**Passage**
· · · ·
UPDATE: BWI hits 90 again, sets record

THIS JUST IN: The thermometer at BWI-Marshall reached 90 degrees again today. If NWS officials confirm the reading, it makes this the 55th day of 90-plus weather for Baltimore this year, setting a new record.

By the end of last week, Baltimore had matched the all-time record for the most 90-degree days in one year (54, set in 1988). And the seven-day forecast suggested we would smash through that barrier this week, with another string of days promising airport highs at 90 or more.

But the 90s dropped out of the forecast grid over the weekend. Today's forecast had predicted highs only in the upper 80s today and Wednesday, with much cooler weather entering the region for the downhill side of dry grassthe work week.

Now it seems forecasters at Sterling had underestimated today's high.

The meteorological summer of 2010 (June through August) has already been declared the hottest on record for Baltimore, beating the previous record set in 1943.

Earlier post resumes below:

We're also watching Tropical Storm Hermine, which popped up over the holiday weekend in the northwestern Gulf of Mexico. Hermine has now gone ashore in South Texas, with torrential rains and stiff winds. By later today its remnants will be soaking North Texas and Oklahoma. Kansas, Arkansas and Missouri will be next. With 4 to 8 inches of rain in some spots, flash flooding is all but certain, and we can expect to see TV images of drivers caught in high water. Here is the storm's forecast track. And here is the view from space.

The National Hurricane Center is still watching the remnants of Tropical Storm Gaston, now in the northeast Caribban. And there are two more stormy areas in the far eastern Atlantic that could eventually make news. For now, they're no threat.

Unfortunately, there is still no rain in our forecast, at least not until - maybe - Sunday. Moderate to severe drought continues in Western Maryland, and on the Lower Eastern Shore as storm tracks to our east and west continue to bypass us. Here in Central Maryland, dry lawns continue to brown out, and heat- and drought-stressed trees continue to lose their leaves. That's my straw in the photo.
· · · ·
**Data entries**
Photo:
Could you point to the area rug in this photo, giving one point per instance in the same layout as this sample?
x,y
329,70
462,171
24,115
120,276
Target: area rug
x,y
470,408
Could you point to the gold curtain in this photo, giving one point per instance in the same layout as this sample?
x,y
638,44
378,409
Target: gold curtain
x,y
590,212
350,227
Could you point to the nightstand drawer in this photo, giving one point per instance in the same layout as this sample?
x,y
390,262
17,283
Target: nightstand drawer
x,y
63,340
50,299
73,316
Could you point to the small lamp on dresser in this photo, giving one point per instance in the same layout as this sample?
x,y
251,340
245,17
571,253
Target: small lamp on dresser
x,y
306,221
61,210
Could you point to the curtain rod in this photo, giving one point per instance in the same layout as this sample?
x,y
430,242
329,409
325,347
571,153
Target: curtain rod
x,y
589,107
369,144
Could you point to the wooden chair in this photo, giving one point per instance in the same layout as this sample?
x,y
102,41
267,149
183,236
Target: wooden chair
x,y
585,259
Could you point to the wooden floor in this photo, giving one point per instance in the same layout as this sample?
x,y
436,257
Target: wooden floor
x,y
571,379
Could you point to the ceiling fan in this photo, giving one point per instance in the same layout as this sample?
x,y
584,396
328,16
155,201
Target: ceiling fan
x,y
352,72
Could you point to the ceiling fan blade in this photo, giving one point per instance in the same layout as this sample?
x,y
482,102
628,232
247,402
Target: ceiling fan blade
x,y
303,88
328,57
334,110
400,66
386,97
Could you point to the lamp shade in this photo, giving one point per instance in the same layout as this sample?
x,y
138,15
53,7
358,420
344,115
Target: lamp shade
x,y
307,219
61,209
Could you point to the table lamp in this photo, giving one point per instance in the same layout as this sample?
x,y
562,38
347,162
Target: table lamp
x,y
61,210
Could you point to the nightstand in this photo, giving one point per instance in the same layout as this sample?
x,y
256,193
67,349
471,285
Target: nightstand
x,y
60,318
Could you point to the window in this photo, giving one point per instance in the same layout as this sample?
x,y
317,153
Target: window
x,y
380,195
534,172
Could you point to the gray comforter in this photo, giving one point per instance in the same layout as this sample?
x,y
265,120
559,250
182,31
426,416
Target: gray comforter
· · · ·
**Actions to take**
1. Please echo the part of the weather post that opens with the words containing "The meteorological summer" and closes with "view from space.".
2. Summarize the weather post in two sentences.

**Outputs for the tasks**
1.
The meteorological summer of 2010 (June through August) has already been declared the hottest on record for Baltimore, beating the previous record set in 1943.

Earlier post resumes below:

We're also watching Tropical Storm Hermine, which popped up over the holiday weekend in the northwestern Gulf of Mexico. Hermine has now gone ashore in South Texas, with torrential rains and stiff winds. By later today its remnants will be soaking North Texas and Oklahoma. Kansas, Arkansas and Missouri will be next. With 4 to 8 inches of rain in some spots, flash flooding is all but certain, and we can expect to see TV images of drivers caught in high water. Here is the storm's forecast track. And here is the view from space.

2. BWI-Marshall reached 90 degrees again, which, if the NWS confirms it, makes this Baltimore's 55th day of 90-plus weather this year and breaks the 1988 record of 54, in a summer already declared the city's hottest on record. Meanwhile, Tropical Storm Hermine has come ashore in South Texas with heavy rain that threatens flash flooding, while Maryland's forecast holds no rain until maybe Sunday and drought continues in parts of the state.